§ **Aufgabe A**: Schreibe die Einträge, die unter dem Text folgen, bitte Zeile für Zeile unverändert ab.

§ **Text**:
──────

Open the Gates: Politische Gefangene in Papua

Anlässlich der ersten 20 Wochen Amtszeit von Joko Widodo als Präsident Indonesiens stellen wir diese Woche jeden Tag einen politischen Gefangenen aus Papua vor. Ihre Geschichten, dokumentiert von Andreas Bracht aus unserem Asien-Referat, sind mahnende Beispiele für alle politischen Gefangenen in West-Papua. West-Papua liegt im östlichsten Teil Indonesiens. Dort befindet sich der größte Tropenwald nach dem Amazonasgebiet und unvorstellbar viele Ressourcen wie Gold, Kupfer und Erdgas. Seit dem Ende des Zweiten Weltkrieges ist West-Papua Schauplatz eines anhaltenden Konfliktes zwischen der indigenen Bevölkerung und dem indonesischen Staat. Politische Willkür ist an der Tagesordnung, die Menschenrechte werden mit Füßen getreten, ausländische Journalisten sowie NGOs werden nicht zugelassen und müssen selbst um ihre Sicherheit fürchten. Hunderttausende Papua sind Opfer gezielter Attacken indonesischer Sicherheitskräfte geworden, wurden unterdrückt oder gar gefoltert. Viele Experten sprechen von einem Genozid, den die Weltöffentlichkeit ignoriert.

──────

§ **Einträge**:
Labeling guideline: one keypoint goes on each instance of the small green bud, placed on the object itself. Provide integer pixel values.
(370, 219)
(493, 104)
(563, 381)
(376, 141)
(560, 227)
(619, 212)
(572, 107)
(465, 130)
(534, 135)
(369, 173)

──────

§ **Aufgabe B**: Nenne alle Ressourcen, die der Text oben für West-Papua aufzählt.

§ **Lösung A**:
Labeling guideline: one keypoint goes on each instance of the small green bud, placed on the object itself. Provide integer pixel values.
(370, 219)
(493, 104)
(563, 381)
(376, 141)
(560, 227)
(619, 212)
(572, 107)
(465, 130)
(534, 135)
(369, 173)

§ **Lösung B**: Gold, Kupfer, Erdgas